#### WHAT TO WORK ON:
Every entry that follows needs to be repeated exactly.
╭─ DATA LISTING
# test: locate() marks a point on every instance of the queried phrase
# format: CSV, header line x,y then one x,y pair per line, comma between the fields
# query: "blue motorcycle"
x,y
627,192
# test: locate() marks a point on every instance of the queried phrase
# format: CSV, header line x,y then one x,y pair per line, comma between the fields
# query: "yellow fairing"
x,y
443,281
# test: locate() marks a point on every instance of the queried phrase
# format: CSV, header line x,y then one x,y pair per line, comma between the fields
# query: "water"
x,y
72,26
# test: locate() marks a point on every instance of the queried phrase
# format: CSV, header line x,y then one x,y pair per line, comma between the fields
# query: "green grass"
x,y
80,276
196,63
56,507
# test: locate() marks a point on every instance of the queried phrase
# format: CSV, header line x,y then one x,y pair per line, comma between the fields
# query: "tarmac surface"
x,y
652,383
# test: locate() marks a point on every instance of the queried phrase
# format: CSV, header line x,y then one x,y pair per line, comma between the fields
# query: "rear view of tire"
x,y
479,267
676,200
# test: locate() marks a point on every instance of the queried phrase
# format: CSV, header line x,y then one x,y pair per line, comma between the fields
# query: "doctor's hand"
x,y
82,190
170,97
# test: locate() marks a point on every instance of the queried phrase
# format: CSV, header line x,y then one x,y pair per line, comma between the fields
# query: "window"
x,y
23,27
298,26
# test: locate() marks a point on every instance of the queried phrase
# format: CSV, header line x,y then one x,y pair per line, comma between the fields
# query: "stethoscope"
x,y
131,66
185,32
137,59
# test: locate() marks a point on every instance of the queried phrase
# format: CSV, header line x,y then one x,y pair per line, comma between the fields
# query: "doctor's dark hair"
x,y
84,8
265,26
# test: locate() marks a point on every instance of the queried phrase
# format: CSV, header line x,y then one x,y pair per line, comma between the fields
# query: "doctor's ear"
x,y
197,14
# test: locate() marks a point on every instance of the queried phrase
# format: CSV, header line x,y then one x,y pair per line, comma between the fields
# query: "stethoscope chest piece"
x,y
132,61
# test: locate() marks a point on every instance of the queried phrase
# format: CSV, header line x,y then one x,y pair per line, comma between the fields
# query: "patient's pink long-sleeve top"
╰─
#### WRITTEN ANSWER:
# test: locate() marks a point on every instance of the queried phrase
# format: CSV, header line x,y then one x,y pair per line, comma between the fields
# query: "blue motorcycle"
x,y
627,192
# test: locate() marks a point on every instance of the queried phrase
# format: CSV, header line x,y then one x,y pair per line, comma between the fields
# query: "yellow fairing"
x,y
443,281
# test: locate() marks a point on every instance of the queried phrase
# format: CSV, header line x,y then one x,y pair per line, comma between the fields
# query: "water"
x,y
72,26
# test: locate() marks a point on every instance of the queried phrase
# format: CSV, header line x,y then one x,y pair per line, comma between the fields
# query: "green grass"
x,y
80,276
196,63
56,507
# test: locate() marks a point on every instance of the queried phrase
# format: CSV, header line x,y then one x,y pair per line, comma between the fields
# query: "tarmac surface"
x,y
652,383
# test: locate() marks a point on every instance of the queried phrase
# format: CSV, header line x,y then one x,y pair per line, comma between the fields
# query: "rear view of tire"
x,y
479,267
676,200
# test: locate() marks a point on every instance of the queried phrase
# format: CSV, header line x,y then one x,y pair per line, comma between the fields
# query: "doctor's hand"
x,y
82,190
170,97
# test: locate() marks a point on every instance of the queried phrase
# format: CSV, header line x,y then one x,y pair per line, comma between the fields
# query: "window"
x,y
23,27
298,26
# test: locate() marks a point on every instance of the queried phrase
# format: CSV, header line x,y then one x,y pair per line, comma between the fields
# query: "stethoscope"
x,y
131,66
185,32
137,59
# test: locate() marks a point on every instance of the queried phrase
# format: CSV, header line x,y then one x,y pair per line, comma between the fields
# query: "doctor's dark hair"
x,y
84,8
265,26
# test: locate() marks a point on every instance of the queried phrase
# format: CSV, header line x,y then one x,y pair per line, comma between the fields
# query: "doctor's ear"
x,y
197,14
# test: locate() marks a point on every instance of the queried phrase
# format: CSV, header line x,y then one x,y pair per line, comma between the fields
# query: "stethoscope chest piece"
x,y
132,61
# test: locate() marks a point on every instance of the queried phrase
# format: CSV, header line x,y then one x,y pair per line, comma between the fields
# query: "patient's pink long-sleeve top"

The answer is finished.